Objectif 1:
Condensez sous forme de liste le paragraphe du texte sur la guerre des tranchées qui commence par « Dès lors que l’armée allemande », en gardant ses faits principaux.

Texte de la page:
=====

La guerre des tranchées caractérise le conflit qui prend forme fin 1914 après que les mouvements amorcés à l’Est, au sud de la Belgique et sur toute une ligne allant de l’entrée de la Mer du Nord à la Suisse aient figé ce qui deviendra le front. Faces à faces d’une rare violence marqués par le lancement de centaine de millions d’obus sur les lignes ennemies, cette guerre de tranchées devait marquer à jamais l’histoire par les pertes humaines et les corps blessés dans leur chair. Heureux ceux qui sont morts pour la terre charnelle,/Mais pourvu que ce fût dans une juste guerre./Heureux ceux qui sont morts pour quatre coins de terre./Heureux ceux qui sont morts d’une mort solennelle clame Peguy dans son poème Eve en 1913. Difficile de qualifier une guerre de juste, cette première guerre mondiale ne l’était pas plus que les autres et l’horreur des tranchées devait le rappeler clairement…

 Tranchées 0

Dès lors que l’armée allemande se trouva bloquée dans sa course à la mer et prise au piège des inondations de Nieuport, s’installa progressivement la seconde phase de la guerre qui devait être la plus longue et la plus meurtrière : la guerre des tranchées. Concrètement se faisaient face deux réseaux distants de quelques dizaines de mètres entre les lignes alliées et les lignes allemandes. Chaque réseau se décomposait en deux ou trois lignes de repli ou de stockage de matériels et de munitions. La première ligne essuyait le feu et se défendait des assauts, lorsque la décision n’était pas de passer à l’attaque. La seconde ligne servait de repli en cas de bombardement intensif sur la première ligne. Enfin il existait souvent un troisième sillon servant au ravitaillement. Dans certains cas ce réseau de trois lignes était dupliqué quelques centaines de mètres en retrait en cas d’attaque lourde de l’ennemi obligeant à un repli d’envergure. Entre les deux réseaux ennemis, se trouvait ce que l’on appelait couramment le No man’s land, la zone sur laquelle gisaient les corps tombés lors des assauts répétés et qui ne pouvaient parfois ne pas être enlevés. Charnier à ciel ouvert, il exposait les corps en décomposition, démembrés, étêtés, coincés dans des barbelés placés là pour retarder l’ennemi dans son avancée et qui offraient au tireur ennemi de la tranchée proche tout le temps de régler le tir. Rares sont les attaques qui réussirent à parvenir à leur but, et, même si une tranchée tombait, elle était souvent reprise quelques jours plus tard.

=====

Données affichées:
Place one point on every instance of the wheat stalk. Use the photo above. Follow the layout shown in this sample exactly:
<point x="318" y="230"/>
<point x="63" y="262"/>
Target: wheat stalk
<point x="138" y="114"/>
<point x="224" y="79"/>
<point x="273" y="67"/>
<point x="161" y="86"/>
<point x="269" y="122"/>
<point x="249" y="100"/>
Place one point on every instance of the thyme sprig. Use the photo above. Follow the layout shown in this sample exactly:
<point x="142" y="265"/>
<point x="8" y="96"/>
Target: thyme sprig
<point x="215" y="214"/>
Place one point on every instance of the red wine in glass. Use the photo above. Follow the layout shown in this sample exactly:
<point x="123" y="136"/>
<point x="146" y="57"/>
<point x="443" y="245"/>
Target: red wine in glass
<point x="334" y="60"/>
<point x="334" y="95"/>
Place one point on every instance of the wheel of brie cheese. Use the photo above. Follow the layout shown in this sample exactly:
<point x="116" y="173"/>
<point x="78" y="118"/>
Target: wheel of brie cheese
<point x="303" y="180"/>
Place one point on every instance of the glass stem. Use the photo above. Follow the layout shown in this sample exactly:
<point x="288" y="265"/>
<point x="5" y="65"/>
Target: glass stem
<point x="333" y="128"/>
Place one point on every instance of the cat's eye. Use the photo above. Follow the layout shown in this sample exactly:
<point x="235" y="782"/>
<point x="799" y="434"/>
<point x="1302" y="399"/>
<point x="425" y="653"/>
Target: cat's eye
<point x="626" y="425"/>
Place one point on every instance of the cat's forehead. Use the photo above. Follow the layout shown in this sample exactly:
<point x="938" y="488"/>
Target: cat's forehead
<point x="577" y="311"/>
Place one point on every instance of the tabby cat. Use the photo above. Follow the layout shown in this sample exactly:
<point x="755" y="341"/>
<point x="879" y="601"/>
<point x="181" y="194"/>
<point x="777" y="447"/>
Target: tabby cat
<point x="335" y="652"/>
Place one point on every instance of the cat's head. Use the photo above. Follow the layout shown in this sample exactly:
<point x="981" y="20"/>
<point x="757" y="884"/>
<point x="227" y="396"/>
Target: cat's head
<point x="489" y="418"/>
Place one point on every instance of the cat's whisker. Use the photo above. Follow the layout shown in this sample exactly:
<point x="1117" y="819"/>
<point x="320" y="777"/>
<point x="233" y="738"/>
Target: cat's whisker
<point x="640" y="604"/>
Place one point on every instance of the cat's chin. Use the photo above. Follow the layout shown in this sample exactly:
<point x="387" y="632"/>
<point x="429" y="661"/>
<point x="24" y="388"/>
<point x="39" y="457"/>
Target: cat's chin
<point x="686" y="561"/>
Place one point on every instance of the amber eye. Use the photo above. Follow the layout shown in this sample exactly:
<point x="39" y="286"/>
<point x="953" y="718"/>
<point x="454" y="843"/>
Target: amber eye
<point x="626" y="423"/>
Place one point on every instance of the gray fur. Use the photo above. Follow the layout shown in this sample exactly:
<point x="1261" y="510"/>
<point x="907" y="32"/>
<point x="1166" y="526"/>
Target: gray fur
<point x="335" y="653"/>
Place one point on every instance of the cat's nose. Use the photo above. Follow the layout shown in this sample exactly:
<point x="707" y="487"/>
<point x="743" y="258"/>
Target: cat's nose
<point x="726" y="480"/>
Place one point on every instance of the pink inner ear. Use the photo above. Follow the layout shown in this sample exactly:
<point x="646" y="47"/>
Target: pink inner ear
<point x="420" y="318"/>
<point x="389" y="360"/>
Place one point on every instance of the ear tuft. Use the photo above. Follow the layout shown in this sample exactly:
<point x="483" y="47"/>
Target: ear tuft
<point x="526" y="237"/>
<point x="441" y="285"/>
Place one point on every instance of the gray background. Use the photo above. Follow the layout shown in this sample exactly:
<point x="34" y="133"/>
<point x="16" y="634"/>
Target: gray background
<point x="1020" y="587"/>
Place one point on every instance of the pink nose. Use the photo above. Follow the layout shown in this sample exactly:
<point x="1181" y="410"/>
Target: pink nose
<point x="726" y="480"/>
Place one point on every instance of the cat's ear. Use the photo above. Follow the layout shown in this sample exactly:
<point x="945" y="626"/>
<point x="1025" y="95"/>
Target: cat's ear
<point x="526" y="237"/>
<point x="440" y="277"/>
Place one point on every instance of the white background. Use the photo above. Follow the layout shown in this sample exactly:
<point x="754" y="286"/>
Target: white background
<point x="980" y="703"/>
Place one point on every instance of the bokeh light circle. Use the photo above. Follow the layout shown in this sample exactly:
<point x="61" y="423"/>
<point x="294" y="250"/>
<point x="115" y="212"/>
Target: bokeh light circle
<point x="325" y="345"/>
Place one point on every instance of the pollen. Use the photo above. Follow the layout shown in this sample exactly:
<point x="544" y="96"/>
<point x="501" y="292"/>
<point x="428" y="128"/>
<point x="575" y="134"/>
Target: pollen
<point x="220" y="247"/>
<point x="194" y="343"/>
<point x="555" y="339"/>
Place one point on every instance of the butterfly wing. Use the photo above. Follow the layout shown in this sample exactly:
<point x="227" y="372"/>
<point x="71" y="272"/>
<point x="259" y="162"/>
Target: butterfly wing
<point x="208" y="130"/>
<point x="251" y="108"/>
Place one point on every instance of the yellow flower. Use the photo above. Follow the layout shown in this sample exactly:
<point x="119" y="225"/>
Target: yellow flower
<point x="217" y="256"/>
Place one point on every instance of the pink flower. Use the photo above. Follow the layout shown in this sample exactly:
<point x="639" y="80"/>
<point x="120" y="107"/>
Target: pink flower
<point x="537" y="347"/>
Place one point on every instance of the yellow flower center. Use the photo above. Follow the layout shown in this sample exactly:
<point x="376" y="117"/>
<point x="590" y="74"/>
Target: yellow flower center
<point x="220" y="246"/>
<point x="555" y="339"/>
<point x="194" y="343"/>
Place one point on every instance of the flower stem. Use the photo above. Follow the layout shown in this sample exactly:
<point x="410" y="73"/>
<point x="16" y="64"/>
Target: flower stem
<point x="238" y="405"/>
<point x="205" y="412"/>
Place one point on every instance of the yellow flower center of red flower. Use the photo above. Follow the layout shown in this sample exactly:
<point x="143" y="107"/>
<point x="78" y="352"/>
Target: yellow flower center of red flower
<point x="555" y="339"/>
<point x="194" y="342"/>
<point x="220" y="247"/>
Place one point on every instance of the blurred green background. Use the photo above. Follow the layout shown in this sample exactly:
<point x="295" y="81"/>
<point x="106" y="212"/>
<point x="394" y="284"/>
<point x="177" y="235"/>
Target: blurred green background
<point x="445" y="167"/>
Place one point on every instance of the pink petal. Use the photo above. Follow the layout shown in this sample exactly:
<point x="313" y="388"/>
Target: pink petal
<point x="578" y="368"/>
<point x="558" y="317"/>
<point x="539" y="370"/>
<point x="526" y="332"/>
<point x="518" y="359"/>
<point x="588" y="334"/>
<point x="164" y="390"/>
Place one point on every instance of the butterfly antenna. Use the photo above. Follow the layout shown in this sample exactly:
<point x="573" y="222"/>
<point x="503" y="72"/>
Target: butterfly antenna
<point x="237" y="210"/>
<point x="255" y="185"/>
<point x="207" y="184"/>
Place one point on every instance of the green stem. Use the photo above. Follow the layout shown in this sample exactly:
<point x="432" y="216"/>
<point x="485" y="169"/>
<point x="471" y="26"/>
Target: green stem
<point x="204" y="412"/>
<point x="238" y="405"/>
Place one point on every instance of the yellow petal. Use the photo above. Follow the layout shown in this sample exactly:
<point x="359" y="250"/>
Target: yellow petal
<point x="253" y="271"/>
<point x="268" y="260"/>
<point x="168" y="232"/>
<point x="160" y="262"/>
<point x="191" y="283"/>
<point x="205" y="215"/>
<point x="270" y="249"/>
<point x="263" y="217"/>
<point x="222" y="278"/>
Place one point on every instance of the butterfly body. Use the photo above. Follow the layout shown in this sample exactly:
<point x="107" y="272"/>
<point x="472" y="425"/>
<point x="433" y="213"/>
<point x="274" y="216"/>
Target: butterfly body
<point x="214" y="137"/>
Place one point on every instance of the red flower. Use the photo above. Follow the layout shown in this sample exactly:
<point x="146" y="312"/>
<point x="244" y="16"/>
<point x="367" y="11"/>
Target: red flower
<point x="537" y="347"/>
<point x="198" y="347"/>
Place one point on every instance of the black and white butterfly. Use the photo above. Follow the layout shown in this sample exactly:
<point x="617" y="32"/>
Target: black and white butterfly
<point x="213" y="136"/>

=====

Objectif 2:
Dans les lignes des données, remplacez « butterfly » par « moth », de la ligne contenant « Place one point on every instance of the black » jusqu’à la dernière ligne incluse. Redonnez uniquement ces lignes, sans autre modification.

Résultat attendu 1:
- Bloquée dans sa course à la mer et prise au piège des inondations de Nieuport, l’armée allemande entre dans la seconde phase de la guerre, la plus longue et la plus meurtrière : la guerre des tranchées.
- Deux réseaux se font face, les lignes alliées et les lignes allemandes, à quelques dizaines de mètres l’un de l’autre.
- Chaque réseau compte deux ou trois lignes :
  - la première essuie le feu et se défend des assauts ;
  - la deuxième sert de repli en cas de bombardement intensif ;
  - une troisième sert souvent au ravitaillement.
- Ce réseau est parfois dupliqué quelques centaines de mètres en retrait, en prévision d’un repli d’envergure.
- Entre les deux réseaux s’étend le No man’s land. C’est un charnier à ciel ouvert où gisent les corps tombés lors des assauts. Ces corps sont parfois impossibles à enlever et restent coincés dans des barbelés. Ces barbelés retardent l’avancée ennemie et laissent au tireur d’en face le temps de régler son tir.
- Rares sont les attaques qui atteignent leur but. Une tranchée prise est souvent reprise quelques jours plus tard.

Résultat attendu 2:
Place one point on every instance of the black and white moth. Use the photo above. Follow the layout shown in this sample exactly:
<point x="617" y="32"/>
Target: black and white moth
<point x="213" y="136"/>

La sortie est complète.